:: Dataset records ::
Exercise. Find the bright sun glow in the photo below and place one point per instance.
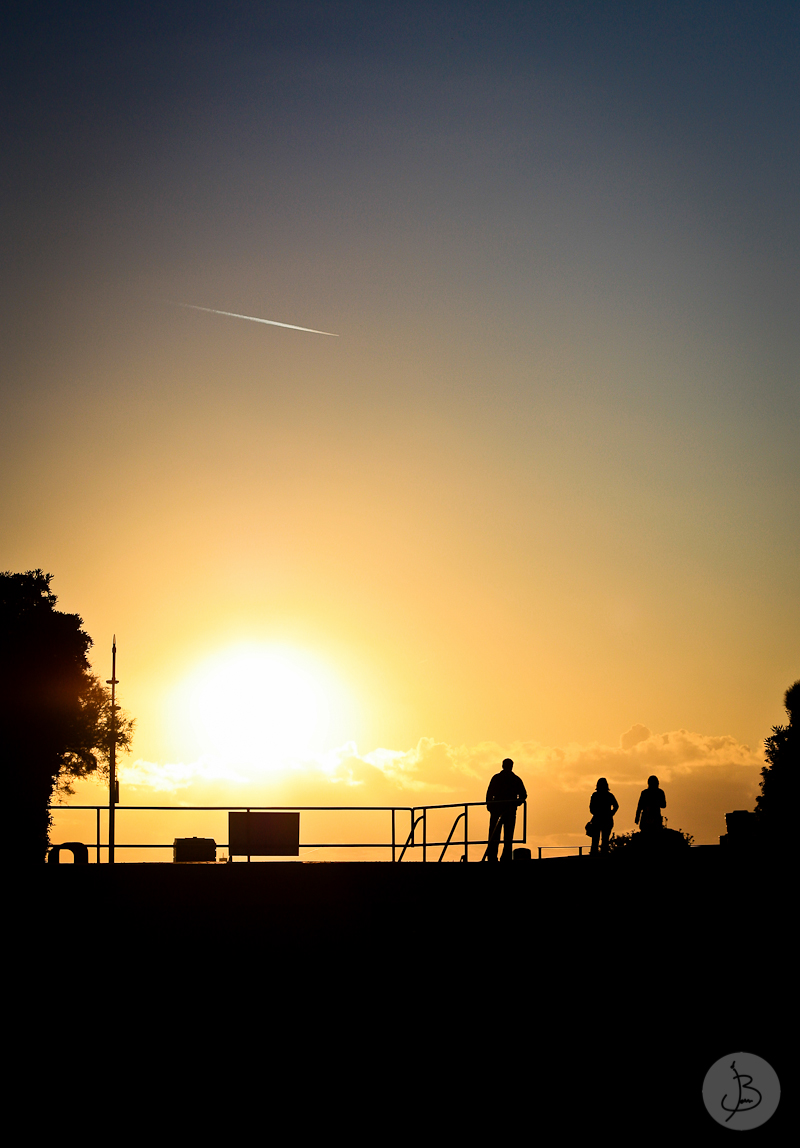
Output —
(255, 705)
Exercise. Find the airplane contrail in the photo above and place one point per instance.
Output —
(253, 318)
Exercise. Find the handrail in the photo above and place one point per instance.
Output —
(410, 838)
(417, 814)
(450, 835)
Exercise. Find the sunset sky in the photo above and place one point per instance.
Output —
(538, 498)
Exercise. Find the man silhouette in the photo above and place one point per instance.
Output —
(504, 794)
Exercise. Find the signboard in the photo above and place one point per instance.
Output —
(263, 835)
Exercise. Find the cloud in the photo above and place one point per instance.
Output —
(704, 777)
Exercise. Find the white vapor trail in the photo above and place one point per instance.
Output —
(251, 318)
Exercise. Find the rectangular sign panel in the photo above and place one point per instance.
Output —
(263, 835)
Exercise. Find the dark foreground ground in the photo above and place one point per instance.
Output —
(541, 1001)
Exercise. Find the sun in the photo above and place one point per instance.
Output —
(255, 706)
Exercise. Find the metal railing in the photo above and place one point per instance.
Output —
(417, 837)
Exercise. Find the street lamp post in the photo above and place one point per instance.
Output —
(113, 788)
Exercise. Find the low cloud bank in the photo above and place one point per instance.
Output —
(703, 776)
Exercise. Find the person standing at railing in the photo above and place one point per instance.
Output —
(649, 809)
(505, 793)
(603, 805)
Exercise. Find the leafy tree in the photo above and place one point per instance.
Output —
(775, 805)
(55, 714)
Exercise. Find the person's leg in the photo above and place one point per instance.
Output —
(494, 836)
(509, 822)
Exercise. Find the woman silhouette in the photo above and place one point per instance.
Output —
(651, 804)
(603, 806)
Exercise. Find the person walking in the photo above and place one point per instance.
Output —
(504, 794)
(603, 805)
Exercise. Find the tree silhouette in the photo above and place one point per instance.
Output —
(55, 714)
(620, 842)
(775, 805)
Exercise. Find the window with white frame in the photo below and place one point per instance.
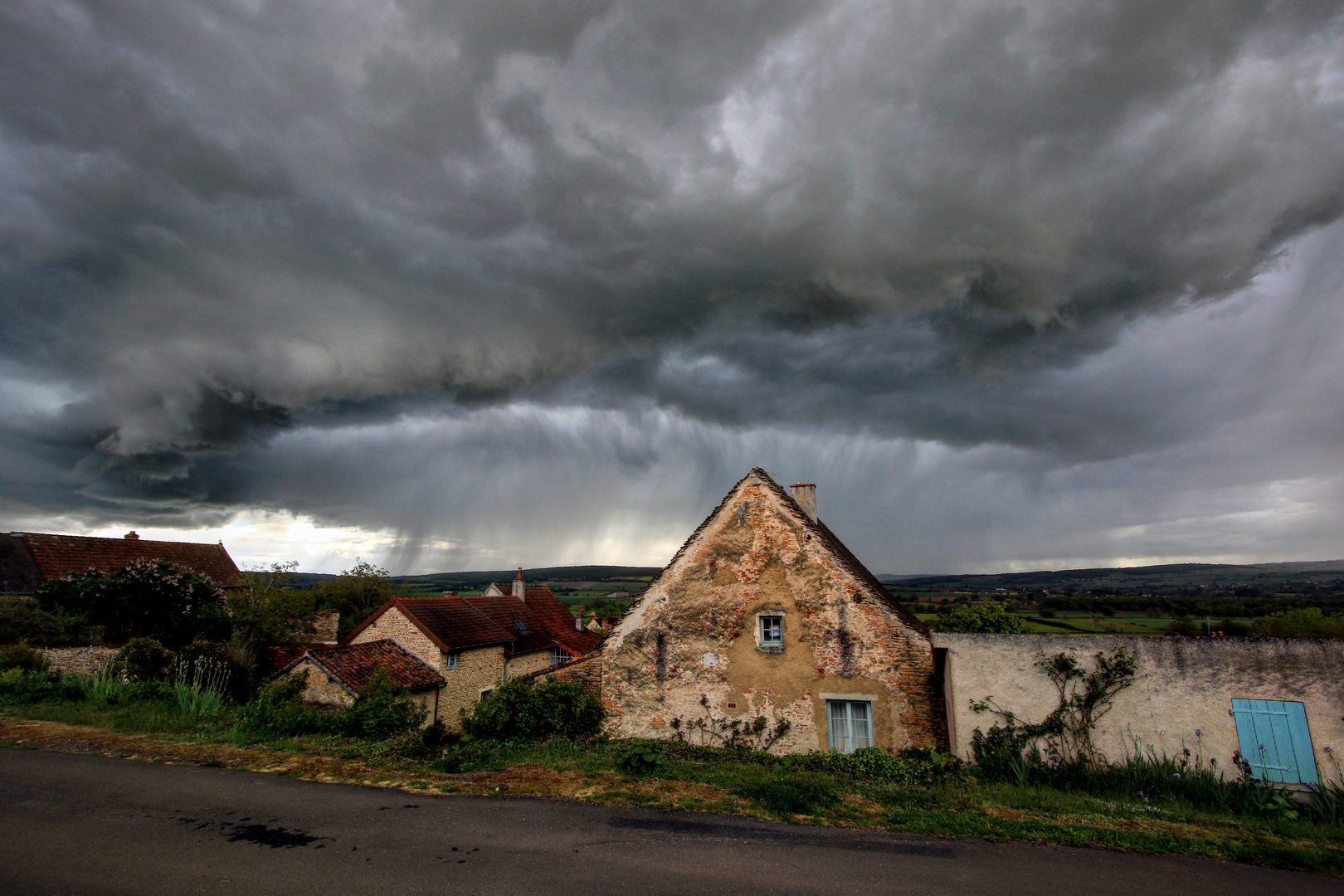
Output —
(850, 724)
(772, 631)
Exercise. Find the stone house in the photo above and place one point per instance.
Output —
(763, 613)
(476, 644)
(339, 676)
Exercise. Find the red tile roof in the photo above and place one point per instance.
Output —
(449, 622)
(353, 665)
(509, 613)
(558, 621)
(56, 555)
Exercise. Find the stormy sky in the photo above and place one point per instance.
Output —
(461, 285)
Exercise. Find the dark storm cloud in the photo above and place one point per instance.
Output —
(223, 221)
:::
## [Exercise aim]
Between and including the line with "Exercise. Find the person's" and the line with "Exercise. Find the stone", repeat every line exactly as it appears above, with pictures left out.

## [Result]
Exercise. Find the person's leg in the photo above and place one point per instance.
Output —
(494, 836)
(509, 822)
Exercise. Find the woman silhouette in the photo above and place one point per instance.
Output —
(651, 804)
(603, 806)
Exercise. Find the person walking in the photo above and place one point per instance.
Output —
(504, 794)
(603, 805)
Exercise. Find the tree silhouette in the photo above and place one point per instance.
Output —
(55, 714)
(620, 842)
(775, 805)
Exercise. Find the window with white frame in the photo below and place one point per instance.
Output —
(850, 724)
(772, 631)
Exercise. Find the stone house in the photo above and place one point per instance.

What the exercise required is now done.